Les moules sont marquées d’un numéro unique pour pouvoir faire un suivi et évaluer si la relocalisation a bien fonctionné. Dans le cadre d’un programme de suivi post-relocalisation, nous mesurons de nouveau les moules après une année ou deux pour vérifier leur état de santé et leur croissance.

Dans certains projets de relocalisation, des émetteurs sont collés aux moules pour en faire le suivi par réception radio. Dans d’autres, quand les zones de relocalisation sont petites, des piquets de tente sont plantés dans les sédiments. Le suivi se fait à l’aide d’un GPS qui permet de localiser les piquets et les moules à proximité.  

Techniques en eau profonde et peu profonde

La relocalisation des moules peut se faire de deux façons, selon la profondeur de l’eau. Dans le cas d’une eau peu profonde, il est possible d’utiliser une technique de collecte à l’aveugle par le toucher appelée « raccooning », soit le tamisage du gravier et des sédiments plus fins entre les doigts, à l’aide d’une truelle ou d’une boîte avec écran translucide et d’une pelle de prélèvement à long manche.

Lorsque la profondeur excède un mètre, des biologistes plongeurs réalisent le travail. La collecte se déroule de la même manière qu’en eau peu profonde, sauf que les plongeurs sont munis d’une source d’air pour pouvoir fouiller les sédiments situés plus profondément. 

Pour déplacer les moules, il faut trouver un habitat similaire – généralement en amont et à courte distance du site de collecte.

L’importance de travailler avec les experts adéquats et au moment opportun

La relocalisation des moules d’eau douce est tributaire du calendrier. En Ontario, les relocalisations s’effectuent à des moments particuliers de l’année. Qui voudrait reporter son projet d’un an pour avoir manqué la période propice à la relocalisation? Personne.

Quand l’eau est tiède, les moules ont une meilleure chance de bien s’enfouir dans les sédiments avant l’arrivée de l’hiver. Leur capacité de s’enfouir est accrue quand la température de l’eau est supérieure à 16 degrés Celsius. Ainsi en Ontario, la relocalisation des moules s’effectue généralement entre le début de juin et la fin de septembre. Dans d’autres régions, la période propice sera plus ou moins longue selon les températures de l’eau.

▶ SÉRIE D'EXERCICES:
**a)** Traduisez en anglais cette phrase du texte sur la relocalisation des moules : « Quand l’eau est tiède, les moules ont une meilleure chance de bien s’enfouir dans les sédiments avant l’arrivée de l’hiver. »
**b)** Prolongez le texte sur la relocalisation des moules en reprenant après sa dernière phrase.

▶ Données d'expressions référentielles:
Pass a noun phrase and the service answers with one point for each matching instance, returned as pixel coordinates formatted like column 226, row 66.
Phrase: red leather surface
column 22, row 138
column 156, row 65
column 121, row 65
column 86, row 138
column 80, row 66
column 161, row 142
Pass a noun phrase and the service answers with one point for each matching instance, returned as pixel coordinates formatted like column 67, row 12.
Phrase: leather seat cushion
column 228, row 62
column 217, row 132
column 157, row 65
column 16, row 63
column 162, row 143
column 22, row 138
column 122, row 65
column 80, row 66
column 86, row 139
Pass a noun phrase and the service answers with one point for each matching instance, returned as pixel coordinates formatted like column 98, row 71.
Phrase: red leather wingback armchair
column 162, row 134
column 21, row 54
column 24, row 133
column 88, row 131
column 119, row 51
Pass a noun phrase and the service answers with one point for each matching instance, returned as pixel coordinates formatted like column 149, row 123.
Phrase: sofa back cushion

▶ CORRIGÉ PAR TÂCHE:
**a)** When the water is warm, mussels have a better chance of burrowing well into the sediment before winter arrives.

**b)**
Autre point important, il est primordial de travailler avec un expert qui connaît la biologie de ces organismes. Pour la plupart des profanes, les moules se ressemblent toutes, et certains pourraient même confondre une moule et une roche. Aussi, les moules doivent être placées d’une manière particulière pour pouvoir respirer. Si l’équipe de projet est incapable de distinguer une espèce commune d’une espèce menacée, elle risque de contrevenir aux lois fédérales et provinciales relatives aux espèces en péril. L’identification, la mesure, le marquage et la relocalisation des moules sont des activités qui doivent être réalisées par un expert doté d’une formation spécialisée.

Archéologie aquatique

Le travail de mon équipe est similaire à de l’archéologie aquatique. J’ai travaillé avec plusieurs espèces de moules dans ma carrière, dont l’obovarie olivâtre, la strophite ondulé, la lampsile siliquoïde, l’alasmidonte rugueuse et l’obliquaire à trois cornes. J’ai participé à des projets enrichissants, dont un projet de dragage d’une plage pour lequel nous avons procédé à la relocalisation de plus de 43 000 moules, un des projets les plus importants relativement au nombre de moules relocalisées en Ontario. C’est une grande fierté de soutenir nos clients dans leurs projets tout en protégeant ces fascinants organismes.

Traduction du blogue publié originalement sur le site Ideas de Stantec.

À propos de l’auteur :

Biologiste spécialisé dans les invertébrés benthiques, Joe Keene possède plus de 20 ans d’expérience en relevés, relocalisations et évaluations d’impacts environnementaux. Il a mis sur pied et dirige le laboratoire d’écologie benthique de Stantec.